ZIELE:
1. Kürze im Text über die Besenwirtschaft den Absatz, der mit „Maira Schmidt: Peitschenstecken“ beginnt, und behalte dabei seine wichtigsten Fakten.
2. Führe den Text über die Besenwirtschaft nach seinem letzten Satz weiter.

AUSGEWÄHLTER TEXTAUSZUG:
-=-=-

Knöchle und Stenkerkäs? Klingt nicht gerade verlockend, findet eine nach Bad Cannstatt gezogene Sauerländerin. Und was hat es mit den Besen überhaupt auf sich?  

Bad Cannstatt - Die kürzlich nach Bad Cannstatt gezogene Sauerländerin Maira Schmidt und die gebürtige Stuttgarterin Annina Baur waren zusammen in der Besenwirtschaft.

 

Maira Schmidt: Peitschenstecken, Knöchle oder Stenkerkäs – nach verlockenden Köstlichkeiten klingen diese Gerichte auf der Speisekarte von „Boskoops Besen“ in den Ohren einer gebürtigen Westfälin wirklich nicht. Kutteln vielleicht schon eher? Das hört sich irgendwie niedlich an. Was sich wohl dahinter verbirgt?

-=-=-

DATENAUSZUG:

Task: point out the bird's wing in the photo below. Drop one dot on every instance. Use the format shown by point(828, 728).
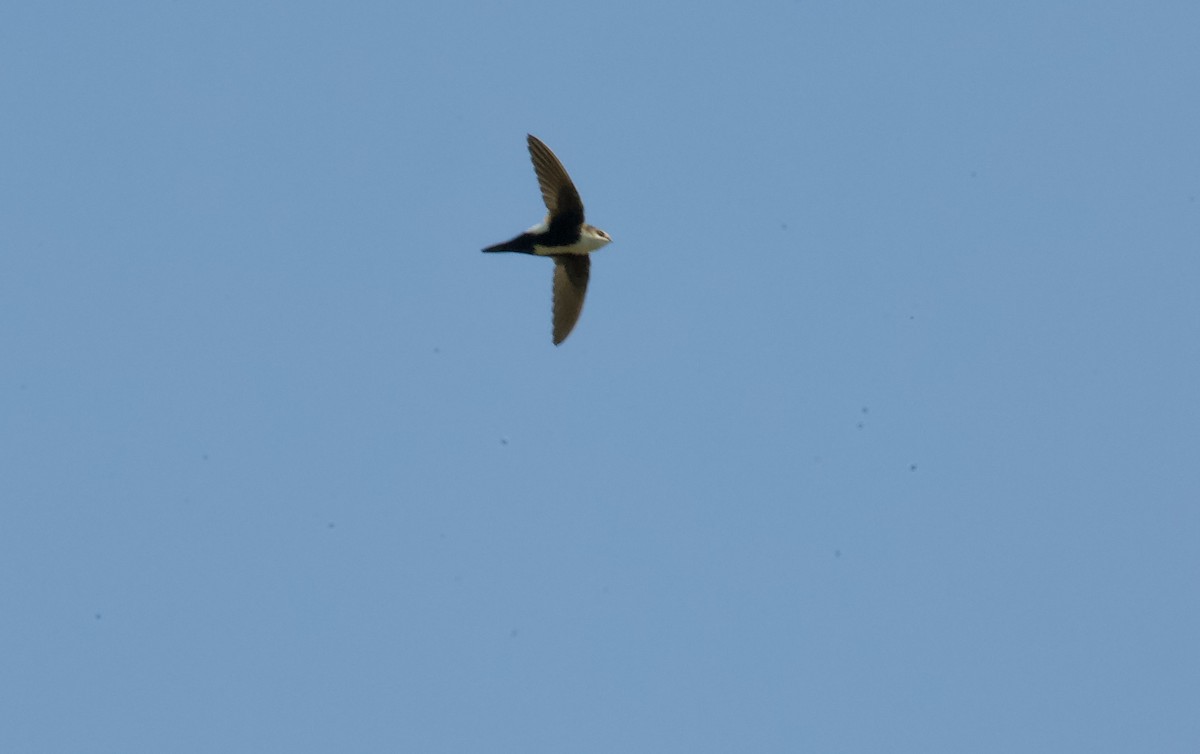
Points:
point(557, 190)
point(570, 285)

-=-=-

ANTWORTEN:
1. Auf der Speisekarte von „Boskoops Besen“ klingen Peitschenstecken, Knöchle und Stenkerkäs für die gebürtige Westfälin Maira Schmidt nicht verlockend. Kutteln dagegen hören sich für sie niedlich an, und sie fragt sich, was sich dahinter verbirgt.

2.
Annina Baur: Kutteln, ja das ist gleich mal was ganz Spezielles. Die in Streifen geschnittenen Vormägen widerkäuender Tiere, die in einem braunroten, sauren Sößle schwimmen, sind ja nicht einmal jedes Schwaben Sache. Für ihre erste schwäbische Mahlzeit rate ich der neuen Kollegin lieber zu Maultaschen oder einer zünftigen Vesperplatte – und schwärme gleich noch ein bisschen von Spätzle, Brezele und anderen Leckereien aus dem Ländle. Nicht dass sie vor lauter Schreck ob der hiesigen Küche gleich wieder Reißaus nimmt.

Maira Schmidt: Doch zurück zum Anfang der Geschichte: Vom Cannstatter Wilhelmsplatz geht es mit dem Bus zum Hallschlag hinauf. An der Kreuzung „Auf der Steig“ endet die Fahrt. Der Abend ist noch jung, doch die Straße ist wie leer gefegt. Die wenigen Menschen, die mit uns aus dem Bus gestiegen sind, verschwinden schnell zwischen den mehrgeschossigen Wohnblöcken. Nicht unbedingt die Gegend, in der ich als kürzlich zugezogene Wahl-Stuttgarterin den ältesten Cannstatter Besen vermutet hätte. Doch tatsächlich, keine 200 Meter von der Haltestelle entfernt, kündigt ein Schild „Boskoops Besen“ an.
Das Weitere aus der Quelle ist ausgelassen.